## INSTRUCTION
Copy out every line exactly, passing over the pictures.

## Image point annotation entries
■ ■ ■ ■ ■

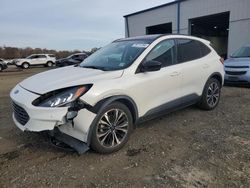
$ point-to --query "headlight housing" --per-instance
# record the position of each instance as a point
(61, 97)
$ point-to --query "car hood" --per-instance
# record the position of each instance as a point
(66, 77)
(237, 62)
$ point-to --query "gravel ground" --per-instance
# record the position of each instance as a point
(187, 148)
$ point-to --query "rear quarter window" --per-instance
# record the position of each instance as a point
(189, 50)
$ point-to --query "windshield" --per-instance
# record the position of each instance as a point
(242, 52)
(115, 56)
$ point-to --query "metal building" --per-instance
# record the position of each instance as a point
(226, 23)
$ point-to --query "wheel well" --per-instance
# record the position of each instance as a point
(130, 107)
(127, 101)
(25, 62)
(217, 77)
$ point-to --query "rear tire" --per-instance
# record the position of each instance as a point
(112, 128)
(211, 95)
(25, 65)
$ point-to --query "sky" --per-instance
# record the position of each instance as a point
(66, 24)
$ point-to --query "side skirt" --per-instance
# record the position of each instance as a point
(169, 107)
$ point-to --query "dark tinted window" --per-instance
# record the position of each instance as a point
(41, 56)
(187, 50)
(204, 49)
(163, 52)
(242, 52)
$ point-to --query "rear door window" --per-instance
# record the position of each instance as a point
(163, 52)
(188, 50)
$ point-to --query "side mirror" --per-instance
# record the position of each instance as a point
(150, 66)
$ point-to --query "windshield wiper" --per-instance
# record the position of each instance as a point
(94, 67)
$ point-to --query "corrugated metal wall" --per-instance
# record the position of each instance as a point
(239, 33)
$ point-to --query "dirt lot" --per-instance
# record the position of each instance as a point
(188, 148)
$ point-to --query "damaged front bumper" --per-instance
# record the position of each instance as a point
(28, 117)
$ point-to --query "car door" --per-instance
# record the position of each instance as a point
(159, 90)
(34, 60)
(42, 59)
(194, 69)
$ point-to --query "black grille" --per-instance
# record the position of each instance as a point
(236, 73)
(20, 114)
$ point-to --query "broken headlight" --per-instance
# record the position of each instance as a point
(61, 97)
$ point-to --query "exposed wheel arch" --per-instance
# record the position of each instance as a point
(49, 63)
(25, 63)
(217, 76)
(129, 102)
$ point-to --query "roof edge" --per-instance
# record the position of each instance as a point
(153, 8)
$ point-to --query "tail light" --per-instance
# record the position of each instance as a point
(222, 60)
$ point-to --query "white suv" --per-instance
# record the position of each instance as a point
(35, 60)
(98, 103)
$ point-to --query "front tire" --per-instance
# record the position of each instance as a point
(112, 128)
(211, 95)
(49, 64)
(25, 65)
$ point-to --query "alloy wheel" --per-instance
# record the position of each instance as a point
(112, 128)
(213, 94)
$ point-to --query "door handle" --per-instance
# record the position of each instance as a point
(205, 66)
(175, 73)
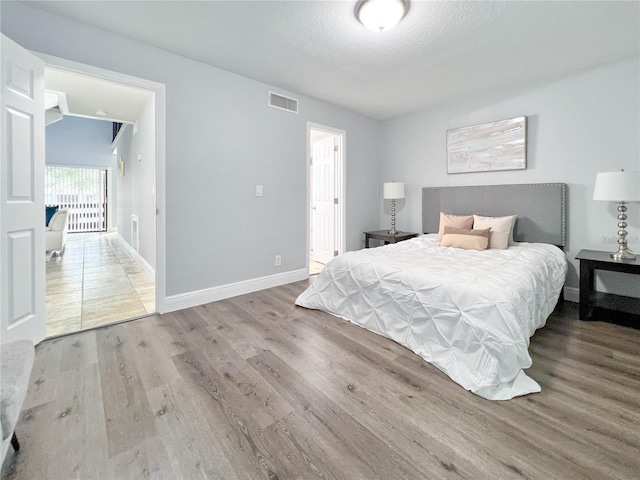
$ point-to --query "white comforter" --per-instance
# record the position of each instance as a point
(470, 313)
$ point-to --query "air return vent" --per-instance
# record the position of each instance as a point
(283, 103)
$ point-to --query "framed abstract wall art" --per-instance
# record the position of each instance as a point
(488, 147)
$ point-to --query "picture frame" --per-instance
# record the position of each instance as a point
(488, 147)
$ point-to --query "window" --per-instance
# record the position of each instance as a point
(82, 191)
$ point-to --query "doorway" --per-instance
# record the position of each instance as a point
(106, 274)
(326, 195)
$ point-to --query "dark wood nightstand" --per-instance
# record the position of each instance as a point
(605, 306)
(386, 238)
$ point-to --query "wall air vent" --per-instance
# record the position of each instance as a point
(283, 103)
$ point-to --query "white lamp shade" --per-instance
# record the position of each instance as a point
(380, 15)
(617, 186)
(393, 190)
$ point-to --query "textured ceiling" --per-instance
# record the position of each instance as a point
(440, 51)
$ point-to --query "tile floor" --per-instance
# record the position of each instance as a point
(94, 282)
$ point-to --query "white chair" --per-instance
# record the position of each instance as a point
(56, 232)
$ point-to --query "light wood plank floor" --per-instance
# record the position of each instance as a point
(96, 281)
(256, 388)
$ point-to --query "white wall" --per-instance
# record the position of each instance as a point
(137, 187)
(577, 126)
(222, 139)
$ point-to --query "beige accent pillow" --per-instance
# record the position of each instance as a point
(457, 221)
(465, 238)
(501, 229)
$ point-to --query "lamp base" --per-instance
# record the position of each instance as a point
(623, 254)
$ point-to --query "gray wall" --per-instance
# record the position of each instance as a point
(84, 142)
(136, 189)
(577, 126)
(222, 139)
(75, 141)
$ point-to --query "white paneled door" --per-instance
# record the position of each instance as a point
(22, 247)
(323, 199)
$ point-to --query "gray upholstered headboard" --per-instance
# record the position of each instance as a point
(541, 208)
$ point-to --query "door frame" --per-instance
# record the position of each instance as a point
(340, 188)
(159, 94)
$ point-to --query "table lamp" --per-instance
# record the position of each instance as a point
(393, 191)
(620, 187)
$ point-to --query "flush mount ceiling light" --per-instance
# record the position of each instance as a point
(381, 15)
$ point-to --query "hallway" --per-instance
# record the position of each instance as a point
(96, 281)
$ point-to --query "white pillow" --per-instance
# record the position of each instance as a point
(501, 229)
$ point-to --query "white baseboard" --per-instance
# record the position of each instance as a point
(207, 295)
(148, 268)
(572, 294)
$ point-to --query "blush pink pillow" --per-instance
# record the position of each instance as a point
(456, 221)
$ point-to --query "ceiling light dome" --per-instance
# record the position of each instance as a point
(381, 15)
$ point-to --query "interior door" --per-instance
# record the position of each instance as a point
(22, 247)
(323, 199)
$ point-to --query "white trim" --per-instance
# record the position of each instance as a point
(342, 180)
(208, 295)
(148, 268)
(159, 94)
(572, 294)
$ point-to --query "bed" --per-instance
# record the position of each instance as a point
(470, 313)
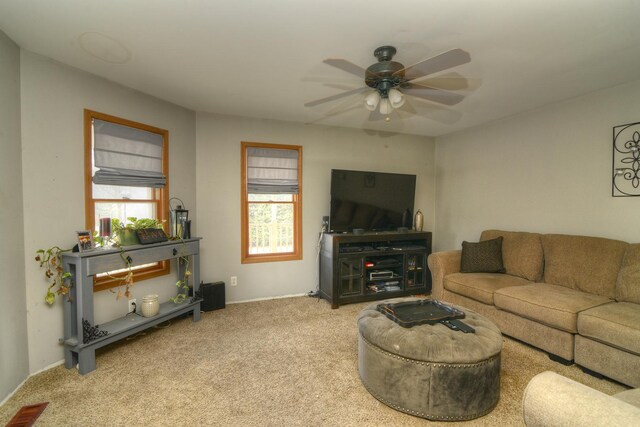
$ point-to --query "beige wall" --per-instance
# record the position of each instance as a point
(548, 171)
(13, 314)
(53, 99)
(218, 192)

■ ■ ■ ■ ■

## REPLY
$ point-to --query "headlight housing" --per-instance
# record the position of each instance as a point
(61, 97)
$ point-to --query "car hood" --per-instance
# record the position of each instance as a point
(66, 77)
(237, 62)
$ point-to --query "gravel ground" --per-instance
# record the position of each instance as a point
(187, 148)
$ point-to --query "rear quarter window" --per-instance
# record the position of each instance as a point
(189, 50)
$ point-to --query "windshield" --per-instance
# record the position of each instance as a point
(242, 52)
(115, 56)
$ point-to --query "metal building" --per-instance
# record the position of each instance as a point
(226, 23)
$ point-to --query "wheel well" --per-instance
# record the position of each instance as a point
(130, 107)
(127, 101)
(25, 62)
(217, 77)
$ point-to --query "rear tire" --per-instance
# record the position of each instance as a point
(112, 128)
(211, 95)
(25, 65)
$ point-to --query "sky" --per-instance
# record the position of each instance as a point
(66, 24)
$ point-to --query "side skirt" --per-instance
# record the position of each instance as a point
(169, 107)
$ point-to --query "dark tinted window" --per-instance
# record the position of each instance as a point
(41, 56)
(187, 50)
(204, 49)
(163, 52)
(242, 52)
$ point-to --query "rear door window" --per-instance
# record the position of each instance as a point
(163, 52)
(188, 50)
$ point-to --query "side mirror" --per-instance
# record the position of each instance as a point
(150, 66)
$ point-to --query "windshield wiper" --per-instance
# record the position of each instance as a point
(94, 67)
$ point-to --query "corrugated metal wall" --per-instance
# record the position of each instance as a point
(239, 33)
$ point-to --query "dirt lot" --per-instance
# record the position of each instance as a point
(188, 148)
$ point-to --query "damaged front bumper" --per-instance
# record the position of each instance as a point
(28, 117)
$ point-to --query "car door" --per-instance
# record the position of each instance as a point
(159, 90)
(34, 60)
(42, 59)
(194, 69)
$ point-to --query "black grille" --per-instance
# record the position of each instance as a point
(236, 73)
(20, 114)
$ point-to --query "broken headlight" --per-instance
# record the position of each instance as a point
(61, 97)
$ point-to --query "exposed wheel arch" --per-instance
# record the position of each instance as a point
(49, 63)
(25, 63)
(217, 76)
(129, 102)
$ point-to --query "roof edge" --per-instance
# record the position of each instance as a point
(153, 8)
$ point-to --query "tail light" --per-instance
# record the position of each instance as a point
(222, 60)
$ point-to --query "white suv" --per-instance
# record the position of each instance as a point
(35, 60)
(98, 103)
$ point-to --query "front tire" --per-instance
# record the position of each instance as a point
(112, 128)
(211, 95)
(49, 64)
(25, 65)
$ point-to --query "alloy wheel" --per-instance
# record the position of each instance as a point
(112, 128)
(213, 94)
$ point-to --query "door handle" --per-instance
# record the position of each instance as a point
(205, 66)
(175, 73)
$ point-to --query "white comforter" --per-instance
# record the position of each instance as a point
(470, 313)
$ point-to --query "air return vent" --per-instance
# record the position of each instance as a point
(283, 103)
$ point-to --query "framed abstract wall art" --per-instance
# record the position of each instance as a point
(488, 147)
$ point-to --query "picture frame" --per-instance
# record the position of each instance as a point
(488, 147)
$ point-to --query "window" --per-instance
# record the position of each instance as a point
(82, 191)
$ point-to --query "doorway" --per-instance
# record the position of each instance as a point
(106, 274)
(326, 195)
$ point-to --query "dark wood nightstand" --per-instance
# record the position of each instance as a point
(605, 306)
(386, 238)
$ point-to --query "wall air vent" --per-instance
# record the position of each instance as a point
(283, 103)
$ point-to --query "white lamp shade" --per-instance
# record the position of each instance as a point
(380, 15)
(617, 186)
(393, 190)
$ point-to --query "textured ceiling" --per-instance
# record the position of each instance as a point
(440, 51)
$ point-to --query "tile floor" --per-instance
# record the position of each instance as a point
(94, 282)
$ point-to --query "white chair" --per-instance
# record the position of each instance as a point
(56, 232)
$ point-to --query "light wood plank floor" --per-instance
# record the position of each instance as a point
(96, 281)
(256, 388)
$ point-to --query "white wall" --per-instance
# record the position of each instance as a point
(137, 187)
(577, 126)
(222, 139)
$ point-to --query "beige accent pillow" --per-instance
# record the position of each instance as a point
(457, 221)
(465, 238)
(501, 229)
$ point-to --query "lamp base" --per-instance
# record the position of each instance as a point
(623, 254)
$ point-to --query "gray wall" --per-instance
# record the position of each instance as a point
(84, 142)
(136, 189)
(577, 126)
(222, 139)
(75, 141)
$ point-to --query "white paneled door" --per-instance
# record the position of each instance as a point
(22, 247)
(323, 199)
$ point-to --query "gray upholstered headboard" --per-instance
# record the position of each instance as a point
(541, 208)
$ point-to --query "door frame" --per-instance
# record the position of each instance as a point
(340, 188)
(159, 94)
$ point-to --query "table lamp" --per-instance
# record the position of each instance as a point
(393, 191)
(620, 187)
$ point-to --query "flush mount ceiling light" --per-instance
# record the position of each instance as a point
(381, 15)
$ point-to --query "hallway" --per-instance
# record the position of each instance as a point
(96, 281)
$ point-to --query "white pillow" --per-instance
# record the position of each instance as a point
(501, 229)
$ point-to --query "white baseboard" --per-instance
# record the position of each instance as a point
(207, 295)
(148, 268)
(572, 294)
$ point-to --query "blush pink pillow" --per-instance
# record the position of each instance as a point
(456, 221)
$ point-to --query "ceiling light dome" --per-instance
# record the position of each instance as a point
(381, 15)
$ point-to --query "interior door" --per-instance
# record the position of each instance as a point
(22, 247)
(323, 199)
$ point-to --query "white trim" --per-instance
# record the position of each instance as a point
(342, 180)
(208, 295)
(148, 268)
(159, 94)
(572, 294)
$ point-to --query "bed" --per-instance
# record the position of each instance as a point
(470, 313)
$ point-to --query "beige wall" --per-instance
# record the position of each instance as a point
(548, 171)
(13, 314)
(53, 99)
(218, 192)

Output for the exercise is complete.